> [DOCUMENT EXCERPT]
========
On August 24, A.D. 79, Vesuvius Volcano suddenly exploded and destroyed the Roman cities of Pompeii and Herculaneum. Although Vesuvius had shown stir-rings of life when a succession of earthquakes in A.D. 63 caused some damage, it had been literally quiet for hundreds of years and was considered "extinct." Its surface and crater were green and covered with vegetation, so the eruption was totally unexpected. Yet in a few hours, hot volcanic ash and dust buried the two cities so thoroughly that their ruins were not uncovered for nearly 1,700 years, when the discovery of an outer wall in 1748 started a period of modern archeology. Vesuvius has continued its activity intermittently ever since A.D 79 with numerous minor eruptions and several major eruptions occurring in 1631, 1794, 1872, 1906 and in 1944 in the midst of the Italian campaign of World War II.
In the United States on March 27, 1980, Mount St. Helens Volcano in the Cascade Range, southwestern Washington, reawakened after more than a century of dormancy and provided a dramatic and tragic reminder that there are active volcanoes in the "lower 48" States as well as in Hawaii and Alaska.The catastrophic eruption of Mount St. Helens on May 18, 1980, and related mudflows and flooding caused significant loss of life (57 dead or missing) and property damage over $1.2 billion). Mount St. Helens is expected to remain intermittently active for months or years, possibly even decades.
The word volcano comes from the little island of Vulcano in the Mediterranean Sea off Sicily. Centuries ago, the people living in this area believed that Vulcano was the chimney of the forge of Vulcan--the blacksmith of the Roman gods. They thought that the hot lava fragments and clouds of dust erupting from Vulcano came from Vulcan's forge as he beat out thunderbolts for Jupiter, king of the gods, and weapons for Mars, the god of war. In Polynesia the people attributed eruptive activity to the beautiful but wrathful Pele, Goddess of Volcanoes, whenever she was angry or spiteful. Today we know that volcanic eruptions are not super natural but can be studied and interpreted by scientists. (Abstracted from Tillings)
The following video clips are take from "Understanding Volcanic Hazards", © 1995, International Association of Volcanology and Chemistry of Earth's Interior (IAVCEI).
- Volcanic Ash Fallout.
- Damage Caused by Ash Fallout.
- Volcanic Ash Flows.
- Damage Caused by Mount St. Helens Ash Flows.
- Lava Flows (Sound).
- Advancing Lava Flows (Sound).
- Oceanic Volcano.
Llullaillaco Volcano
The summit of South America's Llullaillaco Volcano has an elevation of 22,110 feet above sea level, making it the highest historically active volcano in the world. The current stratovolcano--a cone-shaped volcano built from successive layers of thick lava flows and eruption products like ash and rock fragments--is built on top of an older stratovolcano. The last explosive eruption of the volcano, based on historical records, occurred in 1877.
========
> [LISTED RECORDS]
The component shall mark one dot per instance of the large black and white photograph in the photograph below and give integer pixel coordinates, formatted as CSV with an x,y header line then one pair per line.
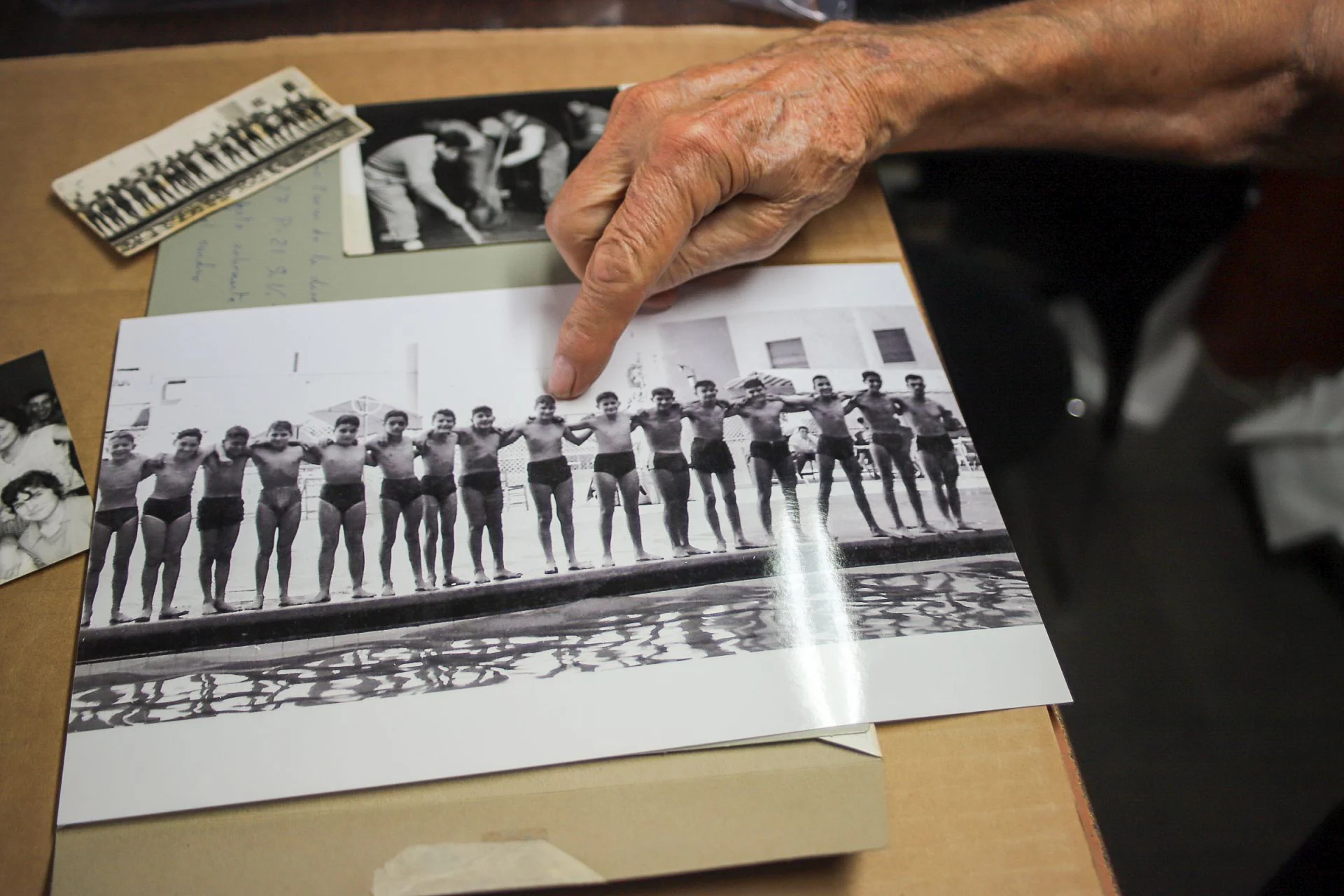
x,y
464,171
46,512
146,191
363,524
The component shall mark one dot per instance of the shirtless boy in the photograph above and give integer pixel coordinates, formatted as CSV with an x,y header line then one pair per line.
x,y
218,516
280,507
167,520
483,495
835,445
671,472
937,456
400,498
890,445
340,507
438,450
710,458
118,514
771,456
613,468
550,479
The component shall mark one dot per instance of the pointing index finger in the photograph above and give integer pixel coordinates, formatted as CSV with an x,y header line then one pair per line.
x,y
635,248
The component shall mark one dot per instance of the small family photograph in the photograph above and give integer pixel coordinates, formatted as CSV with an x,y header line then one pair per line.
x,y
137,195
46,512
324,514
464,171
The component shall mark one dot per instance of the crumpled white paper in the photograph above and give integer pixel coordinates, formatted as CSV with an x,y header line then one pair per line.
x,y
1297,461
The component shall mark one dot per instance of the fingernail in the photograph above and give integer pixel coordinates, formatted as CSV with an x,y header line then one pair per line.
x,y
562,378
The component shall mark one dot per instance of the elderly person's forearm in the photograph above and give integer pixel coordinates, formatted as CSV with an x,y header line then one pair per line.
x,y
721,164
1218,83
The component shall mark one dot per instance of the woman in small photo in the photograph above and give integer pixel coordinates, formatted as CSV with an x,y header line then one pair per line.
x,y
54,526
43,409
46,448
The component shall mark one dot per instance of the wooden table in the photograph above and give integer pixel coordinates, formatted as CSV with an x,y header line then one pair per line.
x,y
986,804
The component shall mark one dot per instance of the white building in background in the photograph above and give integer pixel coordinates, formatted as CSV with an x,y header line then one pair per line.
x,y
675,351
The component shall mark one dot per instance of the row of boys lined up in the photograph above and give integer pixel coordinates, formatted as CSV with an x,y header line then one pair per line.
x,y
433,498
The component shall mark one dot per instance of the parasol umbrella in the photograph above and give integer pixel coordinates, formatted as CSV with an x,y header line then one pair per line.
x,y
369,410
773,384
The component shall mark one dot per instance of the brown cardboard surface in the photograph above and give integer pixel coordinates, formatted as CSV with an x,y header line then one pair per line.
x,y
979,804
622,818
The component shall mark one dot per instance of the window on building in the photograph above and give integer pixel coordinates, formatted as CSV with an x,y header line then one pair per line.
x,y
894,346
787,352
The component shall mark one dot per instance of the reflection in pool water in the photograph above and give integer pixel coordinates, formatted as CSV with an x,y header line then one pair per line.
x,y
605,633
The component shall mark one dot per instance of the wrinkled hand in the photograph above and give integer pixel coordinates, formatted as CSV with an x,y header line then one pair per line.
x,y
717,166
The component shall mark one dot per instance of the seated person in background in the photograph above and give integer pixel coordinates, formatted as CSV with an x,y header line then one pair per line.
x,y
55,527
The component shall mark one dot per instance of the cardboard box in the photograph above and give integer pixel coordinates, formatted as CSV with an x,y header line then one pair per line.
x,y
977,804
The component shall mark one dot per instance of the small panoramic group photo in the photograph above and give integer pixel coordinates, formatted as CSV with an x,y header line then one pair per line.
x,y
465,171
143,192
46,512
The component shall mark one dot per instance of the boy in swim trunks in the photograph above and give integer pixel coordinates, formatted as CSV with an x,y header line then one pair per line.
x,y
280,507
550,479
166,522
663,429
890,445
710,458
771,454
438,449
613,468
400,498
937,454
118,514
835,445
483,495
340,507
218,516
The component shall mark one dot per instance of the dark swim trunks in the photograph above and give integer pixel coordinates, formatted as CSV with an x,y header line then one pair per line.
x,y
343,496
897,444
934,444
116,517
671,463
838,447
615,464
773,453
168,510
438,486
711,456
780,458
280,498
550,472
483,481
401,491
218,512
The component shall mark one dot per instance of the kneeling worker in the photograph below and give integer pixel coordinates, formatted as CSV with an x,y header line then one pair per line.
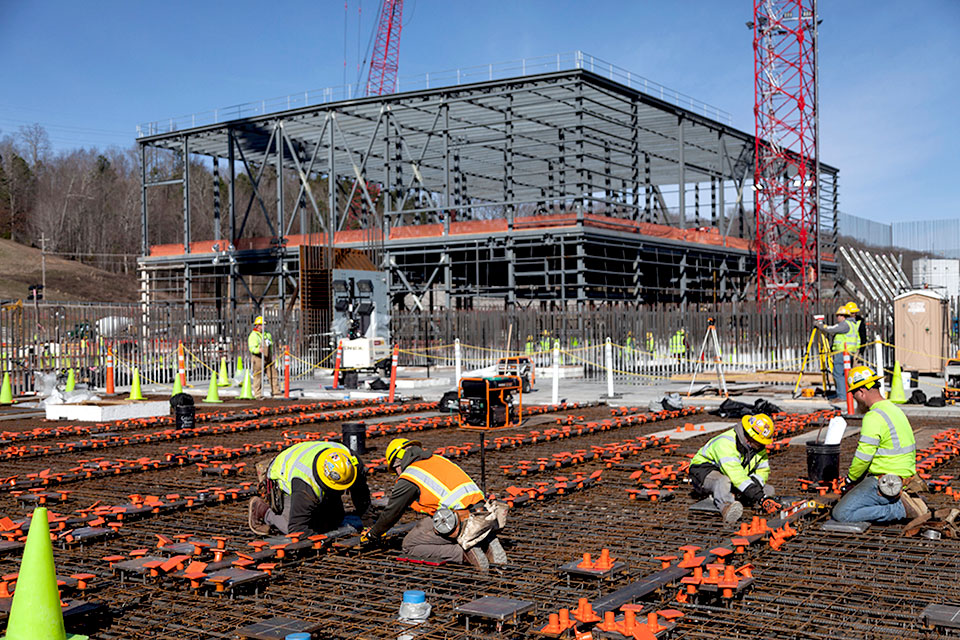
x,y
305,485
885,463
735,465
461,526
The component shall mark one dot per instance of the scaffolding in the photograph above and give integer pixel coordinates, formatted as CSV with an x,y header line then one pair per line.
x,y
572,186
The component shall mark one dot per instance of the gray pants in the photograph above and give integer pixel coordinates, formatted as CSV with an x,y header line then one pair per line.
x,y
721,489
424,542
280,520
========
> [TASK SET]
(1) In the volcano excerpt, does each statement agree with the text? Answer yes or no, quoting the deciding words. (a) Mount St. Helens reawakened on May 18, 1980. (b) The ruins of Pompeii and Herculaneum stayed buried until an outer wall was discovered in 1748. (c) Historical records place Llullaillaco's last explosive eruption in 1877.
(2) Retype the volcano excerpt from "The following video" to "Earth's Interior (IAVCEI).".
(3) List every year the volcano excerpt gives for a major eruption of Vesuvius after A.D. 79.
Answer using only the volcano excerpt.

> [RESULTS OF THE EXERCISE]
(1)
(a) No: "on March 27, 1980, Mount St. Helens Volcano in the Cascade Range, southwestern Washington, reawakened"
(b) Yes: "their ruins were not uncovered for nearly 1,700 years, when the discovery of an outer wall in 1748 started a period of modern archeology"
(c) Yes: "The last explosive eruption of the volcano, based on historical records, occurred in 1877."

(2)
The following video clips are take from "Understanding Volcanic Hazards", © 1995, International Association of Volcanology and Chemistry of Earth's Interior (IAVCEI).

(3) 1631, 1794, 1872, 1906, 1944